# [Work to be completed]
Everything from the line that contains "Label every instance of formula" to the end of the records below, both lines included, should be transcribed exactly and returned alone.

# [Data under study]
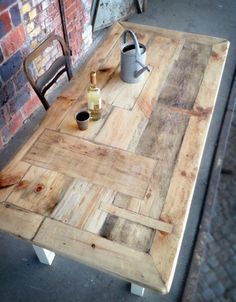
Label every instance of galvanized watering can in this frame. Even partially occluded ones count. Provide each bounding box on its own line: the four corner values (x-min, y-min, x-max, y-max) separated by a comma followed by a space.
120, 30, 150, 83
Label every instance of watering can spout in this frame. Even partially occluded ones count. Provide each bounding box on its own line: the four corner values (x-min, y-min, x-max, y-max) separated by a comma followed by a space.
135, 60, 150, 78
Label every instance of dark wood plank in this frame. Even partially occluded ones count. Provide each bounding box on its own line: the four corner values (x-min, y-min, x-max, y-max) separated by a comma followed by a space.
158, 42, 212, 110
100, 214, 154, 253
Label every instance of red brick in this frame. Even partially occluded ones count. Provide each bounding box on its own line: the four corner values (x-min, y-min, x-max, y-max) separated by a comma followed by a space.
0, 11, 12, 38
8, 111, 23, 137
64, 0, 73, 9
1, 24, 26, 59
21, 95, 41, 119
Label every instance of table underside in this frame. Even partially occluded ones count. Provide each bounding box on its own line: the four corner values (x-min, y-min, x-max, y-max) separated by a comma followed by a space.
0, 22, 229, 292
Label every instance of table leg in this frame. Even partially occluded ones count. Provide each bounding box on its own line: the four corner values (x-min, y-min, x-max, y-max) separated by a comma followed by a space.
130, 283, 145, 296
32, 245, 55, 265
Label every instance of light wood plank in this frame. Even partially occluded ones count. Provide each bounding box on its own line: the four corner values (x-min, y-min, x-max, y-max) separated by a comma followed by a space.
100, 202, 173, 233
33, 218, 167, 292
113, 193, 141, 213
52, 180, 116, 229
6, 166, 72, 215
23, 129, 156, 199
95, 107, 147, 150
83, 193, 115, 234
0, 203, 43, 240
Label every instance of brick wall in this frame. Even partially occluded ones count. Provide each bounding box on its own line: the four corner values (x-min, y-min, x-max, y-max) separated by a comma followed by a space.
0, 0, 92, 150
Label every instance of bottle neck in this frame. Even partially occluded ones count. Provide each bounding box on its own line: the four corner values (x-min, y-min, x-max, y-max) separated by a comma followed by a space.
90, 72, 97, 86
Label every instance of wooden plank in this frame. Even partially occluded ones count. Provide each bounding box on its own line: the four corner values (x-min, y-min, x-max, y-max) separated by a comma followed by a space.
95, 107, 147, 150
7, 166, 72, 216
83, 192, 116, 234
137, 105, 189, 219
134, 36, 185, 118
102, 67, 151, 109
158, 41, 212, 109
150, 41, 230, 291
113, 193, 141, 213
100, 202, 173, 233
23, 129, 156, 199
120, 21, 227, 45
99, 214, 154, 253
0, 203, 43, 240
33, 218, 167, 292
51, 180, 116, 229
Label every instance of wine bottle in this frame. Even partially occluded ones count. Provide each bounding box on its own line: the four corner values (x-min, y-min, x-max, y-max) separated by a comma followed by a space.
87, 71, 102, 121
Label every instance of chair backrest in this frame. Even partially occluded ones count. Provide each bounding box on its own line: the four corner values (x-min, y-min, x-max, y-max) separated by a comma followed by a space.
24, 34, 73, 110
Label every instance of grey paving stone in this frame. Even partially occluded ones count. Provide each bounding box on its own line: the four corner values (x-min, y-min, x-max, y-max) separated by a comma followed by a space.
211, 282, 225, 296
202, 287, 216, 301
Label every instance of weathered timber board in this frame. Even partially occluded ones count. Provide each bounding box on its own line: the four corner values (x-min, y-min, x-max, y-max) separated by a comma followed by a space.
0, 22, 229, 293
22, 129, 156, 199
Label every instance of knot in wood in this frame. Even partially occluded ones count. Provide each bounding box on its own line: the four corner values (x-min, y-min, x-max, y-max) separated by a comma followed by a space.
34, 183, 45, 193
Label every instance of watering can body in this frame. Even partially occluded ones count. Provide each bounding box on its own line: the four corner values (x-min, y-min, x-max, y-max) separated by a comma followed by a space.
120, 30, 150, 83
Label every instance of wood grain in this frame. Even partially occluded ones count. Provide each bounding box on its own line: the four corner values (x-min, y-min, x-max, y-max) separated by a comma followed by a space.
23, 129, 156, 199
0, 203, 43, 240
52, 180, 116, 229
134, 36, 185, 118
33, 218, 166, 292
95, 106, 147, 150
7, 166, 72, 215
100, 202, 173, 233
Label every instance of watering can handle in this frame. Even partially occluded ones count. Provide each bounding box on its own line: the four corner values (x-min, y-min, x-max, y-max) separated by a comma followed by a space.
122, 30, 141, 59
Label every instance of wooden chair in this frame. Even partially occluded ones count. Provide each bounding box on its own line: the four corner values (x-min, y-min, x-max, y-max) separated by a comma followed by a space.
24, 34, 73, 110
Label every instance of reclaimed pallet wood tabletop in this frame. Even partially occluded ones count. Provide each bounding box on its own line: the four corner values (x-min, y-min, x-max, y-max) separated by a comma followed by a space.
0, 22, 229, 293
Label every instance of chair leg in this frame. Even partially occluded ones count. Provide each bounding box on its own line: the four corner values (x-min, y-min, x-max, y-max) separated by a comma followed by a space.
130, 283, 145, 296
32, 245, 55, 265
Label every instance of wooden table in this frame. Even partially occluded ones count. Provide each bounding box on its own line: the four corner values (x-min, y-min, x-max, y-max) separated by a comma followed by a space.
0, 22, 229, 294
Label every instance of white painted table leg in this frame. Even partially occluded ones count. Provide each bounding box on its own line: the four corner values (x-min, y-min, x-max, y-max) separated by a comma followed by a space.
131, 283, 145, 296
32, 245, 55, 265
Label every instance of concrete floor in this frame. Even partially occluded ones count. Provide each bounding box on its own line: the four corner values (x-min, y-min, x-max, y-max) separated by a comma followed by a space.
1, 0, 236, 301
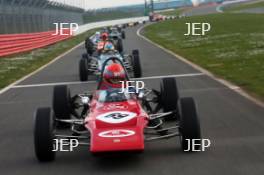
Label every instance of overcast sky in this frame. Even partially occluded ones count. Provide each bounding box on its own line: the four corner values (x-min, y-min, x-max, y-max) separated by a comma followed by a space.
51, 0, 147, 9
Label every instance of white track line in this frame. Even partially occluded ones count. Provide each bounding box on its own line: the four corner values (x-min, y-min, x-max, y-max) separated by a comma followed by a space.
12, 81, 96, 89
134, 73, 204, 80
11, 73, 205, 89
137, 25, 264, 108
0, 42, 84, 95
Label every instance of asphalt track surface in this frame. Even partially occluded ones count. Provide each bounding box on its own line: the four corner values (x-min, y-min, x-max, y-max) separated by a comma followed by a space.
237, 7, 264, 13
1, 13, 264, 175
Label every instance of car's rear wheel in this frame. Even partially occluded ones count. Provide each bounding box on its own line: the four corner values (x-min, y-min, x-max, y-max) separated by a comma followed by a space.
53, 85, 71, 128
82, 53, 91, 64
34, 107, 55, 162
117, 27, 122, 32
179, 97, 201, 152
132, 49, 142, 78
82, 53, 88, 60
79, 58, 88, 81
85, 39, 94, 55
160, 78, 179, 119
116, 38, 123, 53
122, 31, 126, 39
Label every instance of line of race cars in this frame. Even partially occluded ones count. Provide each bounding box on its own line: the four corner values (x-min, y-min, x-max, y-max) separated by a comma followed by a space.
34, 21, 201, 162
79, 25, 142, 81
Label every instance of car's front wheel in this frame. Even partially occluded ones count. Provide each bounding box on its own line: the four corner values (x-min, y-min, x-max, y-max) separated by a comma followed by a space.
179, 97, 201, 152
160, 78, 179, 119
53, 85, 71, 128
79, 58, 89, 81
132, 49, 142, 78
34, 107, 55, 162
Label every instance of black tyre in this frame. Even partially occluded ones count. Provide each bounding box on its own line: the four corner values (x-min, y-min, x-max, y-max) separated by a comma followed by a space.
132, 50, 142, 78
85, 39, 94, 55
79, 58, 88, 81
179, 97, 201, 152
122, 31, 126, 39
82, 53, 88, 59
160, 78, 179, 118
116, 39, 123, 53
34, 107, 55, 162
132, 49, 139, 55
82, 53, 91, 63
53, 85, 71, 123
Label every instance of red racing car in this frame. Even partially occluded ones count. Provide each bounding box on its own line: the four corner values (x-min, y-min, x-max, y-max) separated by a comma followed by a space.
34, 58, 201, 161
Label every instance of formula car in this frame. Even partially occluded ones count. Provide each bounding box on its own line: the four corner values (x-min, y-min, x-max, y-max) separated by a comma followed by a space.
34, 58, 201, 162
85, 30, 124, 55
108, 26, 126, 40
79, 42, 141, 81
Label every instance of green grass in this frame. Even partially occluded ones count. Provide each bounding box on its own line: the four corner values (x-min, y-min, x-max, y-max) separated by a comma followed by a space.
160, 7, 187, 16
0, 29, 96, 90
224, 1, 264, 12
144, 13, 264, 100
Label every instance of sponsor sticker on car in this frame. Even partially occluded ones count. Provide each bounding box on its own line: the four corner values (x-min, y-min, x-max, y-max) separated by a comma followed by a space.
98, 129, 135, 138
96, 111, 136, 123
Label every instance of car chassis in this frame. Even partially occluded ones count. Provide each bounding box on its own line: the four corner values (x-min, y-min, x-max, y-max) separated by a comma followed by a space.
79, 50, 142, 81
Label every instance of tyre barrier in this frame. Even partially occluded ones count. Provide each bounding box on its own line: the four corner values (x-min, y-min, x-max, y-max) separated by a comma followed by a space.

# [Response to the exercise]
Label every instance of formula car in this frame. Even partially occluded ones count. Provide each bounding box on its own line: the four corner values (x-min, y-min, x-max, y-max) separated by a comma followed by a space.
34, 58, 201, 162
85, 30, 124, 55
108, 26, 126, 40
79, 42, 141, 81
Label every instance of green grass in this frame. Even partially occluded ones count. Provide each bounding box on its own line: the four corner values (x-min, y-min, x-max, y-max) separated by a comma followed by a space.
160, 7, 187, 16
0, 29, 96, 90
224, 1, 264, 12
144, 13, 264, 100
Label every instance of sponsor sticker on car in this frame. Even partially occluded ones count. Provide each bounding box on its own line: the four corner values (x-min, y-min, x-max, y-max) separated by a comma followed by a space.
98, 129, 135, 138
96, 111, 136, 123
Label every instance of car chassis in this frame. Even partially occluded ones count. Provide each bounding box on its own line: the four corner values (x-min, y-min, x-max, y-max) separated by a comma followed by a space.
79, 50, 142, 81
Label every instance of tyre barrier in this frame. Even partially occluded ones count. Provide each bounding box on its own line: the four corner values (x-min, y-min, x-max, y-max) separated by a comma followed by a space.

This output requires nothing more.